課題 A ▸
風しんワクチンに関する文章を読み、次の問いに答えなさい。
(i) 風しんの潜伏期間はどれくらいか。
(ii) 風しんワクチンにおける抗体獲得率は何%以上と考えられるか。
(iii) 1987年から1993年までの風しん報告数のうち、ワクチン接種歴ありとされた人の割合はどれくらいか。
課題 B ▸ 風しんワクチンに関する文章を、最後の文の後から書き継ぎなさい。

抽出本文 ▸
————

予防接種に関して考えていく時に、なかなか判断となる基準がないとのお話が数多く聞かれますので、現在の感染症の流行状況とワクチンの効果、副反応について改めてまとめて見たいと思います。参考にした資料は「国民衛生の動向」「予防接種の手びき」「最新予防接種の知識」「予防接種と子どもの健康」です。
風 疹 ワ ク チ ン
◆風しん
風しんウイルスの飛沫感染によっておこる病気です。潜伏期間は2〜3週間です。軽いカゼ症状ではじまり、発しん、発熱、後頚部リンパ節腫脹などが主症状です。そのほか眼球結膜の充血もみられます。発しんも熱も約3日間でな血小板減少性紫斑病、脳炎などが報告されています。血小板減少性紫斑病は患者3,000人に1人、脳炎は患者6,000人に1人くらいです。年長児や大人になってからかかると一般に重症になりやすく、3日ではなおらないことが多いのです。
一番恐ろしいのは妊婦が、妊娠早期にかかりますと、先天性風しん症候群と呼ばれる異常児(心奇形、白内障、聴力障害など)が生まれる可能性が高くなることです(1か月で50%以上,2か月35%,3か月18%,4か月8%程度)。したがって妊娠前に予防接種を受けておくことが大切です。
●潜伏期間
ウイルスが体に感染した後は、体内で少しずつ増殖し、ある日突然、症状を出します。感染してから症状が出るまでの期間をいいます。
◆風しん(三日ばしか)ワクチン(弱毒生ワクチン)の効果
現在のところ、風しんワクチンにおける抗体獲得率は95%以上と考えられます。なお免疫ができても10年以上たつと次第に免疫が弱くなって風疹にかかる人も数%はあります.そのため将来は2回接種になる可能性があります.(米国などでは2回接種です)まれに、風しんにたいする免疫力の低下を認めることがありますので、妊娠年齢に達した女性については妊娠する以前に抗体検査を行うことが勧められています。感染症サーベイランスの結果では、1987年から1993年までの風しん報告数のうちワクチン接種歴ありとされたの人の割合は、0.05〜0.29%でした。
2〜3歳になると、かかる人が急に増えますので、できるだけ早く受けるようにしましょう。男の子も女の子も受けることになります。保育園や幼稚園に行く人は麻しん(はしか)に続いて入園の前にすませましょう。お母さんが次の子供を妊娠中であっても、お子さんは受けられます。

————

記録一覧 ▸
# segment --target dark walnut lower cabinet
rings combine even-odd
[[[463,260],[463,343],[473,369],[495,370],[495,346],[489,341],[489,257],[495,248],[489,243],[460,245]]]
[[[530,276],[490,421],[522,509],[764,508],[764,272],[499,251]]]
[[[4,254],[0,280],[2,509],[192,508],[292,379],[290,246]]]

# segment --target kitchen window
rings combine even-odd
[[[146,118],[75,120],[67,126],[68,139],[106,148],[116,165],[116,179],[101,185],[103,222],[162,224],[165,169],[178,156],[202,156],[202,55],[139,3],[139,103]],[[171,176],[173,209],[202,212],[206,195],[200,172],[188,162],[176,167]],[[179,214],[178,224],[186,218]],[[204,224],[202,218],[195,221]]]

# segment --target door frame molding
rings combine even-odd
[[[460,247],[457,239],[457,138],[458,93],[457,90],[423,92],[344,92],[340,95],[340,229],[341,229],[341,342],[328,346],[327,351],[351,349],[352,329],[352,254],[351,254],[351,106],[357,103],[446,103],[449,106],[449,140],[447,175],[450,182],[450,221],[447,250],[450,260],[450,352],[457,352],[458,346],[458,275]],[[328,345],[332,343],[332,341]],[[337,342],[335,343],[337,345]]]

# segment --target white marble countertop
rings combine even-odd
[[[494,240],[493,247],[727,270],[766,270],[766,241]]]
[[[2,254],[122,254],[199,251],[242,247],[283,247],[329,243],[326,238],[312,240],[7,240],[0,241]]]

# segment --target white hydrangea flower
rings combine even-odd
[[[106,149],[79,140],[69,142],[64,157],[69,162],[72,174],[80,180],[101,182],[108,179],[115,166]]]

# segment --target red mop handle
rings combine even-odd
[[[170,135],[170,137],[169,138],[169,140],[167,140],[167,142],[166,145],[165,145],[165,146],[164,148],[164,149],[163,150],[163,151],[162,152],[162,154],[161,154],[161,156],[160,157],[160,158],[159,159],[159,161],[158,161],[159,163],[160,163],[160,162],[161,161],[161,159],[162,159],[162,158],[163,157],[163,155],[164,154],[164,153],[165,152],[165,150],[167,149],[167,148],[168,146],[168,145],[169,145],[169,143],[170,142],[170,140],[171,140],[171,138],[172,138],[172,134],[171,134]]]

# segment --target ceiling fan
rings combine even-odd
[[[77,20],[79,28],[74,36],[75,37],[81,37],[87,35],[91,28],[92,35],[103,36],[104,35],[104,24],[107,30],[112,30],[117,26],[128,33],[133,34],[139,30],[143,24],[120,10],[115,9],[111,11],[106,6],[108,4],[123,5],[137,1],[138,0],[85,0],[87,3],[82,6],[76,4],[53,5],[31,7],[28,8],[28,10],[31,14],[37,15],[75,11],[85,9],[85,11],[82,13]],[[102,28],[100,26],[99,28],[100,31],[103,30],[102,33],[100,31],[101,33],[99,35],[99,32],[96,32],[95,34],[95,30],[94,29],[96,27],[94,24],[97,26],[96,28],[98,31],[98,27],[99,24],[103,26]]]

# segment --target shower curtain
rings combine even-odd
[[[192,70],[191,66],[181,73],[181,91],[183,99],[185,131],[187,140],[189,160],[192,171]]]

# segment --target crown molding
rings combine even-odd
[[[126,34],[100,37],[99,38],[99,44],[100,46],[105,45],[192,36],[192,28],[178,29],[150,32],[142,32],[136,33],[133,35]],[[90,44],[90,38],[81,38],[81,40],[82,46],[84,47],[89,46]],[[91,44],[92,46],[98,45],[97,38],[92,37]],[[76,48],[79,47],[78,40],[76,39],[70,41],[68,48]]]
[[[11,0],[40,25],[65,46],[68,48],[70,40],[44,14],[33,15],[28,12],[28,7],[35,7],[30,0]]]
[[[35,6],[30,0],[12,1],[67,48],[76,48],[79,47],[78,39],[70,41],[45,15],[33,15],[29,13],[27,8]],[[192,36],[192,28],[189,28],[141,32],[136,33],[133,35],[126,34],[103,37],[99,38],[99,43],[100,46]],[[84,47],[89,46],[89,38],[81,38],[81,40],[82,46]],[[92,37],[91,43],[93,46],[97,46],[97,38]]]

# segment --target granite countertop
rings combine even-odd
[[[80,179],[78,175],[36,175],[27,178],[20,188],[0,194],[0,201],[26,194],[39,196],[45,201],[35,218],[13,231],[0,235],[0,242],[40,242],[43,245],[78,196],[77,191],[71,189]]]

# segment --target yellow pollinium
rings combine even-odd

————

解答 A ▸
(i) 2〜3週間
(ii) 95%以上
(iii) 0.05〜0.29%

解答 B ▸
【副反応】
風しんワクチンも弱毒生ワクチンですから、麻しん(はしか)と同じようにウイルスが体内で増えます。軽い発熱、発しん、リンパ節腫脹などがみられますが、接種を受けた者100人中4人以下です。成人女性は一過性の関節痛が接種を受けた者100人中6人程度にみられます。いずれも,一時的なもので自然に治ります.ワクチン接種後1〜2週間に接種者の咽頭からワクチンウイルスの排泄が認められることがありますが、まわりの人にはうつらないとされています。また、ワクチン添加物にたいするアレルギー反応が認められています。風しんワクチンによる重篤な副作用の報告は今までのところありません。また、妊娠可能な女性が風しんワクチンを任意で行った場合、2ヶ月間の避妊が必要です。
以上のように,風疹ワクチンはお子さんの健康な成長のために必要な予防接種と考えられます.
接種後の家での対処法
発熱 一般的処置として、冷やしてあげましょう。38.5℃以上で機嫌が悪いときは手持ちの解熱剤を与えましょう。ワクチン以外の原因による発熱も考えられるので翌日診察を受けてください。
局所の発赤・腫脹 ぬれタオルで冷やしてあげましょう。腫れが強かったり、水ぶくれを作ったときは塗りぐすりを処方することもありますので、翌日受診してください。一般的には、特別な処置をしなくても自然に治ります。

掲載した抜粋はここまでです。